VIDEO. "Ils sont tous devenus adultes très vite" : un documentaire retrace le parcours des premiers résistants français
Le 8 mai 1945, la France exulte après sa victoire sur l'Allemagne nazie. L'heure est aux célébrations après cinq années d'une guerre destructrice. Les Français retrouvent une unité nationale mise à mal par le régime de Vichy. Si certains, résignés, se sont soumis à l'occupant allemand dès la signature de l'armistice, le 22 juin 1940, une poignée d'entre eux s'est rapidement opposée aux nazis et est entrée en résistance dès 1940.
Des hommes et des femmes dont les destins héroïques ont souvent été oubliés. Un documentaire, intitulé Premiers résistants. Seuls contre tous, réalisé par Véronique Lagoarde-Ségot, et diffusé mercredi 18 juin à 21h05 sur France 3, leur rend hommage. Il redonne vie à ces Français qui ont lutté afin de libérer leur pays. La réalisatrice revient pour franceinfo sur l'élaboration de son film.
Franceinfo : Pourquoi vous êtes-vous intéressée aux premiers résistants français ?
Véronique Lagoarde-Ségot : J'ai constaté qu'on ne parlait jamais des tout premiers. Nous avons gardé l'image des nombreux résistants de la fin de la guerre, mais pas de cette poignée d'indomptables, à l'origine de la rébellion face aux Allemands. Probablement parce que c'étaient des gens ordinaires, entre 16 et 21 ans, qui, spontanément, sans expérience, sans être engagés politiquement, ont décidé de s'opposer à cette défaite, à l'armistice et à l'occupation allemande.

Consigne = Recopiez l'article sur les premiers résistants en commençant aux mots « Des hommes et » et en vous arrêtant après « résistants français ? », en substituant « reportage » à « documentaire ».

Relevés d'étiquetage de lieux =
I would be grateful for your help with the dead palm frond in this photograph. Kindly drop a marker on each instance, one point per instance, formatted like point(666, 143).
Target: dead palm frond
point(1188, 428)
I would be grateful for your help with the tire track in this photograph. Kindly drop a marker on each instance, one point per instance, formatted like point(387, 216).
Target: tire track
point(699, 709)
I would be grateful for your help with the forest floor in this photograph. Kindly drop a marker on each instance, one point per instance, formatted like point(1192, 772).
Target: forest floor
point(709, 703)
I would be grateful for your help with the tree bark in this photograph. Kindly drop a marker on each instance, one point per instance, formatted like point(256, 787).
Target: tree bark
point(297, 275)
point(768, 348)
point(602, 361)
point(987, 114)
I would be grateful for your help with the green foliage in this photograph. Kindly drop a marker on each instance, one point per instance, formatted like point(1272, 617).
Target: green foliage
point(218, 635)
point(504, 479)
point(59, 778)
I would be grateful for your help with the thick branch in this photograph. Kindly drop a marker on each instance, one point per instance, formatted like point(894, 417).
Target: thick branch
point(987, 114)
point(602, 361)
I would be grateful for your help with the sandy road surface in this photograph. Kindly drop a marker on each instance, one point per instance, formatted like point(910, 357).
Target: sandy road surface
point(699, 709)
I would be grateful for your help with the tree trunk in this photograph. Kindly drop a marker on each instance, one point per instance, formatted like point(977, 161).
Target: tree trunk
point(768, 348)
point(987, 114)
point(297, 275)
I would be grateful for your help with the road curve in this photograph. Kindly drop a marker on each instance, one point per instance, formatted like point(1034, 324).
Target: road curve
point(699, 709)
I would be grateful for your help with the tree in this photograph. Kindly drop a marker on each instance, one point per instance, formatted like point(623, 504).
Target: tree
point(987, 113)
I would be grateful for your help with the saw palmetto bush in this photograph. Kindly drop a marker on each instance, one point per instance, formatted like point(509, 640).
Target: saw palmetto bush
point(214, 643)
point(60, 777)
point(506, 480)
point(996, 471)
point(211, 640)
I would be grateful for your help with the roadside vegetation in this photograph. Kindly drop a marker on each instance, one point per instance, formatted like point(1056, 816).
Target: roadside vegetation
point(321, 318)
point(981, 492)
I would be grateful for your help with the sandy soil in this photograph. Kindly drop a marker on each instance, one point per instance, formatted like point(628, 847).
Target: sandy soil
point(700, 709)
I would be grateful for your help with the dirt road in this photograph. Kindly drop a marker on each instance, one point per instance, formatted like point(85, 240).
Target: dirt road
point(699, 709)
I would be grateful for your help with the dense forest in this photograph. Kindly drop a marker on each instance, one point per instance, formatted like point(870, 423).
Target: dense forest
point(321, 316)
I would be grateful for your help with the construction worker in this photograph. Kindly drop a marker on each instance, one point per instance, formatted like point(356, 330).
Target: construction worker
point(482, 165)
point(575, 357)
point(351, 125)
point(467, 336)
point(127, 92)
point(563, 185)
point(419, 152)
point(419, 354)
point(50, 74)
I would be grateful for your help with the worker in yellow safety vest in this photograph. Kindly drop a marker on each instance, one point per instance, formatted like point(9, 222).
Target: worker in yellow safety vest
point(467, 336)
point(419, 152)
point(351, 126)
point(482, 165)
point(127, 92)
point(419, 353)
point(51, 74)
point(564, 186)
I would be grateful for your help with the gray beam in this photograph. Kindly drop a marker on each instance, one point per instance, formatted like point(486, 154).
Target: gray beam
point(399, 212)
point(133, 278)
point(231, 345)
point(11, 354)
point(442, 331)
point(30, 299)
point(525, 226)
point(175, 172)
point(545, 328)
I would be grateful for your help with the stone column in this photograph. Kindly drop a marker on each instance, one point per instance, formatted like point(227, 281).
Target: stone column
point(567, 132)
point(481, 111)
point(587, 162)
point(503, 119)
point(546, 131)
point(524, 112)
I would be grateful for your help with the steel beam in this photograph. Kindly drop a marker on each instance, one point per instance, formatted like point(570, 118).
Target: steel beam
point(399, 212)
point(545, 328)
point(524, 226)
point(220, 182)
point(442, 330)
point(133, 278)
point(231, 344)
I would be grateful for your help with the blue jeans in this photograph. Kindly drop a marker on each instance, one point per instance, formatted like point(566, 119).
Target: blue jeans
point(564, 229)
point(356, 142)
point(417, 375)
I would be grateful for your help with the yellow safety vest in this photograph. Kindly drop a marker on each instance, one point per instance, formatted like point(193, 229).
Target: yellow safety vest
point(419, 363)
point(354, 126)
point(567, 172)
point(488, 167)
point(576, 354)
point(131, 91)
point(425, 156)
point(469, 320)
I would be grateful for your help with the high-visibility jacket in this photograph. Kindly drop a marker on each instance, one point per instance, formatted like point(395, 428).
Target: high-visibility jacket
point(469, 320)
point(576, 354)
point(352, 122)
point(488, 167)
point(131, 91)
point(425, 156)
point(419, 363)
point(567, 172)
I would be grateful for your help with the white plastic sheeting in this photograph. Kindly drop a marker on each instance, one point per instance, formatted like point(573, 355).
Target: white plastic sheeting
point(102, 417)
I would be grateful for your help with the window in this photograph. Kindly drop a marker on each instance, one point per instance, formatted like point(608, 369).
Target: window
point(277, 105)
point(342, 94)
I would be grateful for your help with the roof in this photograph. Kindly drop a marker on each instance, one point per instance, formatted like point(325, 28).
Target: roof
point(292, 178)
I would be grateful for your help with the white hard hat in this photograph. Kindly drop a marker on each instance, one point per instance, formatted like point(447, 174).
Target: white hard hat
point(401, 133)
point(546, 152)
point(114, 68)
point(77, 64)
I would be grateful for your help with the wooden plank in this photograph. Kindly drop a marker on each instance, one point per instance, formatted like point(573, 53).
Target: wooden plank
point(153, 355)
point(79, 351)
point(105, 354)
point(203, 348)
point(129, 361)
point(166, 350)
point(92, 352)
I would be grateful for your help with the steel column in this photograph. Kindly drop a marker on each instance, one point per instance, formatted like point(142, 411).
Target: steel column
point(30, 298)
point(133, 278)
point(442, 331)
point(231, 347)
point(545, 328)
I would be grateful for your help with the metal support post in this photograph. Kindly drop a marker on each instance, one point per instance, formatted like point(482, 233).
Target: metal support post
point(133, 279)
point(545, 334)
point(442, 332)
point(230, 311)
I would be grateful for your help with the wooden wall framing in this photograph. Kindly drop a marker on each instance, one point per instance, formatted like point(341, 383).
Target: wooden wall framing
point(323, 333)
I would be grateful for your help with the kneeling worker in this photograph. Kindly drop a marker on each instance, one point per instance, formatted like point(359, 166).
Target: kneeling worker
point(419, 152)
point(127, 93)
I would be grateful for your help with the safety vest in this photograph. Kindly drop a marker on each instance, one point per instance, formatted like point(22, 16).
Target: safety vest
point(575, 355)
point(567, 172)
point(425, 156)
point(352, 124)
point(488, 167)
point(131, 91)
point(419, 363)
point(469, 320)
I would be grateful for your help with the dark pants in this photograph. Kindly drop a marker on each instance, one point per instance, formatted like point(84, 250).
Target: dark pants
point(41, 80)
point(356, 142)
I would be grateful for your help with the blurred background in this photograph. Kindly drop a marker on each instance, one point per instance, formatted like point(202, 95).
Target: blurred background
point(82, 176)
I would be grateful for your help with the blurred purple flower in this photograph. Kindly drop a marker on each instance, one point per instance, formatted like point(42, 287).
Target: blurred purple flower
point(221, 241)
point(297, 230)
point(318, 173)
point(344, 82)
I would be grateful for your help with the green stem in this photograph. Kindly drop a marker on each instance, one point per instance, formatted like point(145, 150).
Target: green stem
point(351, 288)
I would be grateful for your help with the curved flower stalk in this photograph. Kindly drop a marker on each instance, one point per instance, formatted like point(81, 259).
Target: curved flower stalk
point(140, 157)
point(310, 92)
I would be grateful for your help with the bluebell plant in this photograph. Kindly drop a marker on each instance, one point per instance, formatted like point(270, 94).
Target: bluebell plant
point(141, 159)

Résultat final =
Des hommes et des femmes dont les destins héroïques ont souvent été oubliés. Un reportage, intitulé Premiers résistants. Seuls contre tous, réalisé par Véronique Lagoarde-Ségot, et diffusé mercredi 18 juin à 21h05 sur France 3, leur rend hommage. Il redonne vie à ces Français qui ont lutté afin de libérer leur pays. La réalisatrice revient pour franceinfo sur l'élaboration de son film.
Franceinfo : Pourquoi vous êtes-vous intéressée aux premiers résistants français ?